#### Excerpted text
+++

4.0434 Names; Kinship (2/44)

Elaine Brennan & Allen Renear (EDITORS@BROWNVM.BITNET)
Tue, 28 Aug 90 22:13:46 EDT

Humanist Discussion Group, Vol. 4, No. 0434. Tuesday, 28 Aug 1990.


(1) Date: Mon, 27 Aug 90 22:56:36 EDT (21 lines)
From: Julie Falsetti <JEFHC@CUNYVM>
Subject: names for people

(2) Date: Sun, 26 Aug 90 12:38 PDT (23 lines)
From: KESSLER <IME9JFK@UCLAMVS.BITNET>
Subject: Re: 4.0422 Kinship

(1) --------------------------------------------------------------------
Date: Mon, 27 Aug 90 22:56:36 EDT
From: Julie Falsetti <JEFHC@CUNYVM>
Subject: names for people

Regarding names in general, Julian Jaynes in "The Origin of
Consciousness in the Breakdown of the Bicameral Mind" suggests
that people first had names in the Mesolithic era (10,000 -
8,000 B.C.) Because of a warming trend, the populations
were larger and more fixed. Also the people lived longer and
the groups became larger so it was necessary to distinguish
the members. He mentions the question of names in reference
to the hallucinatory voices he claims these people heard emmanating
from the right half of the brain. That the voices were now
from 'named' persona they played an even greater role in
individual behavior.

As I am not a psychologist, I would be interested in hearing
the comments from other humanists who are familiar with his
theory of the bicameral mind.

P.S. This is a 'must read' for all lefties. :-)
(2) --------------------------------------------------------------27----
Date: Sun, 26 Aug 90 12:38 PDT
From: KESSLER <IME9JFK@UCLAMVS.BITNET>
Subject: Re: 4.0422 Kinship (2/37)

+++

#### Problem description
Please answer from the digest: in which era does Julian Jaynes suggest people first had names? The items after this point are separate material, unrelated to the digest.

+++

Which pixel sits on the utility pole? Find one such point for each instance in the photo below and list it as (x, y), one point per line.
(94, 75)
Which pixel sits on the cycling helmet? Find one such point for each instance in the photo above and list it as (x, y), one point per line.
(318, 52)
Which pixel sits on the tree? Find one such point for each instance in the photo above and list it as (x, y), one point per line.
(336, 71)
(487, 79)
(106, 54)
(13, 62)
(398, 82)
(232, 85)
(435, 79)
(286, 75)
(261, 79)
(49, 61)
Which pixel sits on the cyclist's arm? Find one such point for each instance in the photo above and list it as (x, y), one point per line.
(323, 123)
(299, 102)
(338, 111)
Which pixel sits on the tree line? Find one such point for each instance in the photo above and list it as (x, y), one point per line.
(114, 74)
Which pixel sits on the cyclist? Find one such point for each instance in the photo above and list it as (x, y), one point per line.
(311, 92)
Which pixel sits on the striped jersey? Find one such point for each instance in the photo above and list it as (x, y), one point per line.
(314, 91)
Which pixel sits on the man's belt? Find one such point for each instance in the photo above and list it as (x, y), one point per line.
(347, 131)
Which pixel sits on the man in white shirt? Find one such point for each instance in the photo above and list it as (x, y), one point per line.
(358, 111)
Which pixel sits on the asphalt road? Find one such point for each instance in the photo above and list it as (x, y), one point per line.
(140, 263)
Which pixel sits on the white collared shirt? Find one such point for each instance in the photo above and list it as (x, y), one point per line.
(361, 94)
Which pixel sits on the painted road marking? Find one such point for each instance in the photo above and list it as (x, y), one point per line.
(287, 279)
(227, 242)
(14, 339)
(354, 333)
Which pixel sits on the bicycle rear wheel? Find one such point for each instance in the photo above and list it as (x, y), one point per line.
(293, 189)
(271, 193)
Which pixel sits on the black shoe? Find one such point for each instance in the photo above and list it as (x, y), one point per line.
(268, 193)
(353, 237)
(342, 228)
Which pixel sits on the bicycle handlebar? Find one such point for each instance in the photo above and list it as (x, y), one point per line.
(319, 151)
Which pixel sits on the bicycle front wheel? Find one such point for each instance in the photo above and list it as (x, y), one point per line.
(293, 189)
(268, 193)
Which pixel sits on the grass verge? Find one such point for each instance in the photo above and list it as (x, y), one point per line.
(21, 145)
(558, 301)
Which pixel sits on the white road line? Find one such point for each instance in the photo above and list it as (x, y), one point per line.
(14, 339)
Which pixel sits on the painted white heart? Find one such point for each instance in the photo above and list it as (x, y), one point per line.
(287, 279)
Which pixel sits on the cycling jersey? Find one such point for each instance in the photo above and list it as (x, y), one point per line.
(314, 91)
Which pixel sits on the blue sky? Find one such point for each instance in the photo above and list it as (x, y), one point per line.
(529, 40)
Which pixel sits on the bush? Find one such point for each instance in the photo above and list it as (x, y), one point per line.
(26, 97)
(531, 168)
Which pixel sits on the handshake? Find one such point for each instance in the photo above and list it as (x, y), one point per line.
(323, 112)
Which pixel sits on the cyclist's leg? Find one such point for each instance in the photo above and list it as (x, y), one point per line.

+++

#### Worked answer
The Mesolithic era (10,000 - 8,000 B.C.).